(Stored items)
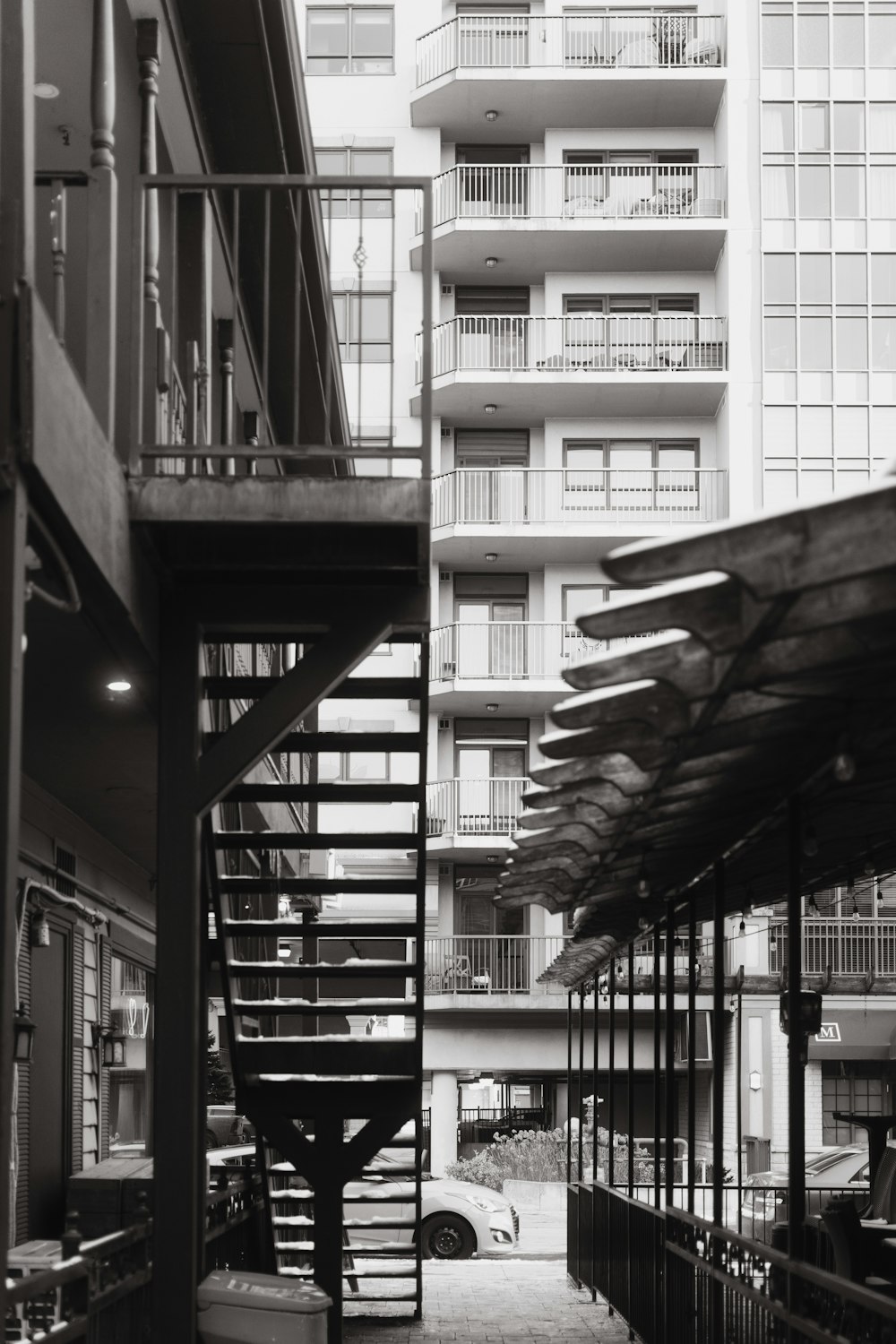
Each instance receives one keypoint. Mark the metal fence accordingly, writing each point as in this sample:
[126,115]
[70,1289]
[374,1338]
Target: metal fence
[513,496]
[474,806]
[578,344]
[578,191]
[624,39]
[673,1276]
[489,964]
[506,650]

What the task asks: Without the pictures, return the whole of the data exactly as given.

Task output:
Each instance receives one keypoint. Mark the metal fence accordingly, writing each point as in this sample:
[126,115]
[70,1289]
[374,1338]
Target: metal fence
[513,496]
[474,806]
[578,344]
[578,191]
[624,39]
[673,1276]
[489,964]
[506,650]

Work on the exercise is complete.